→ **PROBLEM STATEMENT**
Word for word, reproduce every line of the data below.

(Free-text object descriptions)
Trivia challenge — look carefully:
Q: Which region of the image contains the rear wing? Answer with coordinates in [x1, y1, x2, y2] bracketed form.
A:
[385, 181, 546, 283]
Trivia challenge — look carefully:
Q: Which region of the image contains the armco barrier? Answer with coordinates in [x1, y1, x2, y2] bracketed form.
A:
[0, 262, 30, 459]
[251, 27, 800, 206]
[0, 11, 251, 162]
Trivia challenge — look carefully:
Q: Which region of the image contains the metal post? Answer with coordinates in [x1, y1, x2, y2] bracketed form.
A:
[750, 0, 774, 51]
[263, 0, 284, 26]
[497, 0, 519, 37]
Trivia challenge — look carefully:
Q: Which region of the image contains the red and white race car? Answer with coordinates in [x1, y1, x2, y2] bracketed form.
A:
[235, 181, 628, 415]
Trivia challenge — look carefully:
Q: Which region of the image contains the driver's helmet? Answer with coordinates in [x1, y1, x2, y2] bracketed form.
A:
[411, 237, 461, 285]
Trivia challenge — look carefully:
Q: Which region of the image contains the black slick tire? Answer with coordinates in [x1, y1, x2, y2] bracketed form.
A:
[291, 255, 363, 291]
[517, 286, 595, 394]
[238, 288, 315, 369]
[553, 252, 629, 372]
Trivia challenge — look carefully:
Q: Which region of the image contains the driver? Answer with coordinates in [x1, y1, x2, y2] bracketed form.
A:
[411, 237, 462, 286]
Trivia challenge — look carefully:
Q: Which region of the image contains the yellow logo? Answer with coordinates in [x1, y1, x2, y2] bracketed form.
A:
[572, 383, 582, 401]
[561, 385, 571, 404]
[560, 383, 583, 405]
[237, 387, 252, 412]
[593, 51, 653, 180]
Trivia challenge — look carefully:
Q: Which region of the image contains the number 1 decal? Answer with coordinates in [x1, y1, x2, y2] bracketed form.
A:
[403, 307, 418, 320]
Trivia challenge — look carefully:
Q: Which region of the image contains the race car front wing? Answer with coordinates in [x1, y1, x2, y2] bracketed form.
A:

→ **TASK OUTPUT**
Trivia challenge — look carefully:
Q: Which region of the image contains the rear wing? Answer with coordinates in [x1, y1, x2, y2] bracketed form.
A:
[385, 181, 546, 283]
Trivia challenge — look carefully:
Q: Which region of the image contains the armco barrier? Answer with coordinates in [x1, y1, x2, y2] bracketed form.
A:
[0, 262, 30, 459]
[251, 27, 800, 206]
[0, 11, 251, 162]
Trivia challenge — look carefully:
Q: Which region of the image contains the metal post? Answer with coordinates in [x1, y1, x2, y2] bracketed form.
A:
[750, 0, 774, 51]
[263, 0, 284, 26]
[497, 0, 519, 37]
Trivia challenge — look carefully:
Q: Which region of the image contains the red and white race car? Answer with coordinates in [x1, y1, x2, y2] bracketed form.
A:
[235, 181, 628, 415]
Trivia challenge — look carefully:
Q: Which region of the image contains the driver's helmet? Answer with coordinates in [x1, y1, x2, y2] bracketed form.
A:
[411, 237, 461, 285]
Trivia challenge — look carefully:
Q: Which region of the image contains the black slick tire? Answer with coordinates in [x1, y1, x2, y2] bracketed form.
A:
[291, 255, 363, 291]
[517, 286, 595, 394]
[238, 288, 315, 369]
[553, 252, 629, 372]
Trivia challenge — look carefully:
Q: Which region of the image contains the driver? Answer with coordinates in [x1, y1, x2, y2] bracketed form.
A:
[411, 237, 462, 286]
Trivia challenge — look carefully:
Q: Which region of the image contains the yellow logo? Answer with coordinates in [x1, y1, x2, y2] bracketed form.
A:
[572, 383, 582, 401]
[561, 385, 571, 404]
[560, 383, 583, 405]
[237, 387, 252, 412]
[593, 51, 653, 180]
Trivia challenge — look carefully:
Q: Which region of the image contains the number 1 decal? Answer with coordinates in [x1, y1, x2, y2] bracketed form.
A:
[403, 307, 418, 320]
Trivia challenge — look carefully:
Q: Which region of the image contains the race car front wing? Answer with coordinates in [x1, y1, x2, y2] bracketed form.
A:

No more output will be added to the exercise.